+++ STORED DATA

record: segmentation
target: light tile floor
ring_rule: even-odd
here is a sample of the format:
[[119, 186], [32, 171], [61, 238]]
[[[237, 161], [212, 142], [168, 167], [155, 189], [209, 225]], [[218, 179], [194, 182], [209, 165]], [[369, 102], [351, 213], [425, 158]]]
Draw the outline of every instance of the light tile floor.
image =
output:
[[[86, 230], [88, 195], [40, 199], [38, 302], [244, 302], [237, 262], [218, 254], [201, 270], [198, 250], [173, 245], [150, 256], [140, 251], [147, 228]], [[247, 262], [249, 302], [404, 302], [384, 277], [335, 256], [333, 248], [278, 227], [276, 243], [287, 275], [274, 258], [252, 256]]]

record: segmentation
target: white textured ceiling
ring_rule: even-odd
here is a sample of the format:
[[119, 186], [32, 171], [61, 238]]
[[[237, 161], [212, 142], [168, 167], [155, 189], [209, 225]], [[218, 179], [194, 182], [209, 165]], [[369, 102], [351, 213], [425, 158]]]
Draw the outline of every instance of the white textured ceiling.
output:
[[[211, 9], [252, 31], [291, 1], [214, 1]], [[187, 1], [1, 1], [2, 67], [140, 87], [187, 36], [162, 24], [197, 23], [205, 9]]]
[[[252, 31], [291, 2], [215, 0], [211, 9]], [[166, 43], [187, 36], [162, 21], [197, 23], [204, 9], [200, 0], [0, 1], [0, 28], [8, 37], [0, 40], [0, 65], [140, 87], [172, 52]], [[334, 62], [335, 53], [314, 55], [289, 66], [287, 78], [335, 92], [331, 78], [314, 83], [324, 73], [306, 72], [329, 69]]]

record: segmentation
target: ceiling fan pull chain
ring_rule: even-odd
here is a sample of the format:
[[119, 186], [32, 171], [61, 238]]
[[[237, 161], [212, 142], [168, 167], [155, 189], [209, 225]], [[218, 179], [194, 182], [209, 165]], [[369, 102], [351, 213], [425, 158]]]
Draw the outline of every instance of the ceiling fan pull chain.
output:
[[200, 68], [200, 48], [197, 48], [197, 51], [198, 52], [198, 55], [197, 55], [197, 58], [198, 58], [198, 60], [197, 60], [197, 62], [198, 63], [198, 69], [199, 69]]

++++++

GOAL:
Restate the data above exactly, keeping each word as it stands.

FULL OUTPUT:
record: segmentation
target: light tile floor
ring_rule: even-odd
here is a sample of the format:
[[119, 186], [32, 171], [61, 238]]
[[[237, 161], [212, 142], [168, 167], [155, 189], [209, 225]], [[218, 179], [194, 182], [209, 165]], [[369, 102], [351, 213], [425, 158]]]
Draw the outline of every instance of the light tile floor.
image =
output:
[[[86, 230], [88, 195], [40, 199], [38, 302], [244, 302], [237, 262], [218, 254], [201, 270], [198, 250], [173, 245], [150, 256], [140, 251], [147, 228]], [[247, 262], [249, 302], [404, 302], [384, 277], [335, 256], [333, 248], [278, 227], [276, 243], [287, 275], [274, 258], [252, 256]]]

record: segmentation
target: white textured ceiling
ring_rule: even-odd
here is a sample of the format:
[[119, 186], [32, 171], [61, 238]]
[[[237, 161], [212, 142], [168, 167], [155, 189], [209, 225]], [[218, 179], [194, 182], [209, 165]], [[369, 102], [351, 213], [425, 158]]]
Draw the outline of every instance of the white textured ceiling.
output:
[[[211, 9], [252, 31], [291, 1], [214, 1]], [[187, 1], [1, 1], [2, 67], [140, 87], [187, 36], [162, 24], [197, 23], [205, 9]]]
[[[252, 31], [291, 2], [215, 0], [211, 9]], [[166, 43], [187, 36], [162, 21], [197, 23], [204, 9], [200, 0], [0, 1], [0, 28], [8, 37], [0, 40], [0, 65], [140, 87], [172, 52]], [[334, 62], [335, 53], [314, 55], [289, 66], [287, 78], [335, 92], [331, 78], [314, 83], [324, 73], [306, 72], [329, 69]]]

record: segmentation
target: ceiling fan pull chain
ring_rule: even-odd
here is a sample of the format:
[[119, 186], [32, 171], [61, 238]]
[[[237, 161], [212, 142], [168, 167], [155, 189], [209, 225]], [[218, 179], [194, 182], [209, 165]], [[369, 102], [351, 213], [425, 158]]]
Draw the outline of every instance of the ceiling fan pull chain.
output:
[[200, 68], [200, 48], [197, 48], [197, 51], [198, 52], [198, 55], [197, 55], [197, 58], [198, 58], [198, 60], [197, 60], [197, 62], [198, 63], [198, 69], [199, 69]]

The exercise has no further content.